▶ _Page extract_:
Prior to 1954, there was no such thing as 501-C-3 tax status in the United States. Think about that. For almost 2,000 years in the world, and for 178 years in America, the Body of Christ functioned just fine financially without government approval of its finances. The United States might not even exist today if the 501-C-3 laws had been in effect in 1776! Pulpits across the land thundered against the king (Agree or disagree about the appropriateness of doing so, is not the point. They did.).
In 1954, then Texas senator, Lyndon Johnson, proposed this tax law in a very crafty way. Southern Democrats were viscerally opposed to the emerging civil rights movement. Black churches and most mainline Protestant churches were heavily involved in the embryonic civil rights movement. Southern Democrats were not happy with this involvement. Johnson concocted a way to limit the speech of these activist churches. The way to do it was to appeal to the money. Very crafty of him.
The “deal” was: We, the government, will sanction your offerings IN ADVANCE, and you in turn will forgo your right to engage in overt political speech and activity. It DOES NOT mean that money given to non-501-C-3 entities is not deductible. It just means that they are not PRE-APPROVED by the IRS. If the donations are ever challenged by the IRS for deductibility, it is up to the donor to “prove” the legitimacy of the entity to which they have claimed a tax deduction. This is normally done by using the 14 IRS “Common Law” rules of what constitutes a legitimate church. This is a chore that most people are simply not up to engaging.

▶ _Dataset records_:
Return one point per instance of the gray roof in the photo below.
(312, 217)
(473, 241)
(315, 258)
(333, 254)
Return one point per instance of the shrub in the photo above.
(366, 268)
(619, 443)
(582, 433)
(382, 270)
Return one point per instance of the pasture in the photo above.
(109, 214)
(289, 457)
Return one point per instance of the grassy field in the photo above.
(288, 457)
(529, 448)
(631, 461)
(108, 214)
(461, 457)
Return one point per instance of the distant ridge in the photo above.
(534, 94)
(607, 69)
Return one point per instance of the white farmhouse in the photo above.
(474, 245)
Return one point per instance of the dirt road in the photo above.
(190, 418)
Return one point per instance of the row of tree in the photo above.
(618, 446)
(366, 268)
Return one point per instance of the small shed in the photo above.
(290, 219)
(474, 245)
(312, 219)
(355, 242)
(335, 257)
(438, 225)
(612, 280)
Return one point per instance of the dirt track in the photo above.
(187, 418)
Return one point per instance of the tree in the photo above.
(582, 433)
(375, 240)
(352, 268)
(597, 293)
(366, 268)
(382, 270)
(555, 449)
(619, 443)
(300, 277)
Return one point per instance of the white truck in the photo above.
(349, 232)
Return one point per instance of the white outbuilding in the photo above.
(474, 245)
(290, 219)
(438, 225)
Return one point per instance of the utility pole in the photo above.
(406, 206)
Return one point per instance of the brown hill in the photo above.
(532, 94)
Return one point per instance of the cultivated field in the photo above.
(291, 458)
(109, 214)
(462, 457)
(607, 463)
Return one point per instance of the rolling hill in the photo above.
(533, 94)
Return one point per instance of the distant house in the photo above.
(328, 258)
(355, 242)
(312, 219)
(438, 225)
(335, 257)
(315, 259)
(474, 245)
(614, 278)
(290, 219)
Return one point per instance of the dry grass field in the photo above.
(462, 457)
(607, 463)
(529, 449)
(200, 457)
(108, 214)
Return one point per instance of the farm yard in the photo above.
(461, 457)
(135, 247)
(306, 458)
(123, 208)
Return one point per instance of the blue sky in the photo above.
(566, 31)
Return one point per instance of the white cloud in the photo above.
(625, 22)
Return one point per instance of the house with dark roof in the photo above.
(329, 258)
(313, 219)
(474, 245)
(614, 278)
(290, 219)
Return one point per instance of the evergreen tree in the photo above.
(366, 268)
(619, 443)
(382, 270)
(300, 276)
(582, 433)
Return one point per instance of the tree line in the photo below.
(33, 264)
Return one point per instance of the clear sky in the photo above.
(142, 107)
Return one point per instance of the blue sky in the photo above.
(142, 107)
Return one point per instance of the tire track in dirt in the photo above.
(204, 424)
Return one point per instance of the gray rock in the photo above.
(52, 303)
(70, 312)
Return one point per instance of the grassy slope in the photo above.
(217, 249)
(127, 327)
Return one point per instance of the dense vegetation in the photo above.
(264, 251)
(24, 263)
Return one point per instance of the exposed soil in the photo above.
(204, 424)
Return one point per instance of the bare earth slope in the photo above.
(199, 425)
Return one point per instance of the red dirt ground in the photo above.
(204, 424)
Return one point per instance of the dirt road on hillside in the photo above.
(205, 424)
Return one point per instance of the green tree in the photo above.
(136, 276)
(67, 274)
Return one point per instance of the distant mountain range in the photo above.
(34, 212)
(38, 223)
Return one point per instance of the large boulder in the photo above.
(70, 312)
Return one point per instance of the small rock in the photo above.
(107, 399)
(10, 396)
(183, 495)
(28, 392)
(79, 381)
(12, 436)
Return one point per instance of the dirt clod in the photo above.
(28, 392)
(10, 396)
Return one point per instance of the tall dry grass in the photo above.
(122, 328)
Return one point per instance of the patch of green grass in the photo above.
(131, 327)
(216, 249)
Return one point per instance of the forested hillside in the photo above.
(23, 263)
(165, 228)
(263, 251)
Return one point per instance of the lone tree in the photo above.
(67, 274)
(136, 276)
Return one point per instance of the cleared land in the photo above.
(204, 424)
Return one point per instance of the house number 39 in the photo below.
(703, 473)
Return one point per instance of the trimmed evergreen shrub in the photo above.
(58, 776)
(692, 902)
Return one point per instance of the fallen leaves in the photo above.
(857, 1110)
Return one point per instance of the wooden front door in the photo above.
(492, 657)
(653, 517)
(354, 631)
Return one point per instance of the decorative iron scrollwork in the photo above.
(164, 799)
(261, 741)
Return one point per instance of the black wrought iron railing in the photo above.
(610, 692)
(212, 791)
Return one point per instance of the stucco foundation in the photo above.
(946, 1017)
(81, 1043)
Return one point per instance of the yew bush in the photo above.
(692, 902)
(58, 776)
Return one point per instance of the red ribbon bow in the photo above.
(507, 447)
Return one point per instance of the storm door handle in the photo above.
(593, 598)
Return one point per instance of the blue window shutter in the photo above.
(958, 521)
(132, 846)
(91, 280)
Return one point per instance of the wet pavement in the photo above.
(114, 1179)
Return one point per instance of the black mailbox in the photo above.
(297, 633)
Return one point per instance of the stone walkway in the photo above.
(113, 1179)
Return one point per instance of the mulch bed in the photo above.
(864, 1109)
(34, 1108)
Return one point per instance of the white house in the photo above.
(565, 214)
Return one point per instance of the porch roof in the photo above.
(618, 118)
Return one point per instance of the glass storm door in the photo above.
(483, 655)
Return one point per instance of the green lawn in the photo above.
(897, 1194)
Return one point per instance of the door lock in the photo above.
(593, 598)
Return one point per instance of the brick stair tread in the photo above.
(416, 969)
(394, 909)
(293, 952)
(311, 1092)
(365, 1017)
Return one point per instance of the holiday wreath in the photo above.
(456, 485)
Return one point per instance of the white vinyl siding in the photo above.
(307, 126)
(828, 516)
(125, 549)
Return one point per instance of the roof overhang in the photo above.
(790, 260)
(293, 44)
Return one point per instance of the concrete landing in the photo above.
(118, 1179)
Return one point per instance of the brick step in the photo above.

▶ _The tasks_:
(a) From the text on 501-C-3 tax status, list every year and every span of years it mentions, each one once.
(b) Write the next part of the piece on 501-C-3 tax status, picking up after its final sentence.

▶ _In response_:
(a)
1954
almost 2,000 years
178 years
1776

(b)
Now, this restriction upon 501-C-3 corporations (churches) has always been “danced” around in practical application from the beginning. However, being a 501-C-3 comes with free speech and other restrictions of which a typical Christian or “pastor” has no idea. Seminaries and Bibles schools simple do not teach these things. Becoming incorporated and “getting your 501-C-3 status” is considered just the way “church is done.” Pastors and even denominational leaders are woefully under-educated on these things.
As mentioned, most believers are ignorant on these things. I will briefly summarize some legalities here.
In order to be a 501-C-3, you must first incorporate in your home state. I will talk about the ethical implications in the next section. A corporation is a legal fictive person, a civil identity. When a corporation forms, it has legal standing as a person before the law. The government has legal, authoritative, and final jurisdiction over that fictive person, the corporation. The Scriptures are legally irrelevant.
Naïve believers think that the “Bible” governs how their church is run. That is not true if it is incorporated. The Constitution and bylaws of the corporation govern it. As far as the government is concerned (to whom legal jurisdiction has been ceded), if a policy, belief, or practice, is not specifically enumerated in the constitution and bylaws, it does not exist. What the Bible may say is irrelevant. The bylaws, not the Bible govern the church. A mere sentence in the bylaws saying “the Bible is our guide,” is legally irrelevant. Courts have refused to engage in the specifics of Biblical interpretation and application, rightly so in my opinion.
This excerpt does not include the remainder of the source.